··· SUPPLIED MATERIAL
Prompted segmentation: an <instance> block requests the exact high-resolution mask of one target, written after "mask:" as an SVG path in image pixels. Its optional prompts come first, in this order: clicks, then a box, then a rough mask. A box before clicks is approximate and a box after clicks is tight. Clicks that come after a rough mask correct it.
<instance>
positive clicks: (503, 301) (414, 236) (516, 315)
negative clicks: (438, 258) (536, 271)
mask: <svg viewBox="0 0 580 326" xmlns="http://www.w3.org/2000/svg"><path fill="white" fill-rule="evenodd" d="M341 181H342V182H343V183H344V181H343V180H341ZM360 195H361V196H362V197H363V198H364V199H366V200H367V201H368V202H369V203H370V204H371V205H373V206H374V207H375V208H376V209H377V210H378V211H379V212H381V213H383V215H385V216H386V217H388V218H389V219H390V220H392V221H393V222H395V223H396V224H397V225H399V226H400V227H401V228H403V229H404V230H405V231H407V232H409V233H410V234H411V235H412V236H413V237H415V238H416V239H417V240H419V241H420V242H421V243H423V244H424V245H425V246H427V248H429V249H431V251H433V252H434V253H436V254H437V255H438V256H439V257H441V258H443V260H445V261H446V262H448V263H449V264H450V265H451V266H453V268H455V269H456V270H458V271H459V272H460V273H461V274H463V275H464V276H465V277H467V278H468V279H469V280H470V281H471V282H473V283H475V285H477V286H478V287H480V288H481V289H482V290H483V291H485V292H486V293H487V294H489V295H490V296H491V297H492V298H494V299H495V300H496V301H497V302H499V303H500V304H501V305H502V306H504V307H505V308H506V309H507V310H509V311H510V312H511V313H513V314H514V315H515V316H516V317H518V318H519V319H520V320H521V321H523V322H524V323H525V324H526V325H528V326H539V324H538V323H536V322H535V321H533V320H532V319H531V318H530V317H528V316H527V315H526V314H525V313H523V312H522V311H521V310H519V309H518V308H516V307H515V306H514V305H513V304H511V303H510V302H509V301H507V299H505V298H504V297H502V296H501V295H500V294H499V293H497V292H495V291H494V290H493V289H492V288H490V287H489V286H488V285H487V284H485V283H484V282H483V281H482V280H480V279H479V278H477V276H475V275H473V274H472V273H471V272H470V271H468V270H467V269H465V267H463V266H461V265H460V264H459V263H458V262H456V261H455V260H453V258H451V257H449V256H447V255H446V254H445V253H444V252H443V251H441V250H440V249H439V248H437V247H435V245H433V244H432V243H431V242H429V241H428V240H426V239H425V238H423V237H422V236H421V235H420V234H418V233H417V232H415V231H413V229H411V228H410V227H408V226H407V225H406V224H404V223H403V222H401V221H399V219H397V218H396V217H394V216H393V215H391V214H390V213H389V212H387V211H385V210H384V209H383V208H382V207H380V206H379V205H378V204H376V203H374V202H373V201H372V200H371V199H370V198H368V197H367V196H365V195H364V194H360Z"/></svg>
······
# [TASK ITEM]
In restating the data, begin at its first line, reproduce each line word for word, and conclude with the line that contains "positive clicks: (503, 301)".

# [REPLY]
Prompted segmentation: an <instance> block requests the exact high-resolution mask of one target, written after "mask:" as an SVG path in image pixels. Its optional prompts come first, in this order: clicks, then a box, then a rough mask. A box before clicks is approximate and a box after clicks is tight. Clicks that come after a rough mask correct it.
<instance>
positive clicks: (503, 301) (414, 236) (516, 315)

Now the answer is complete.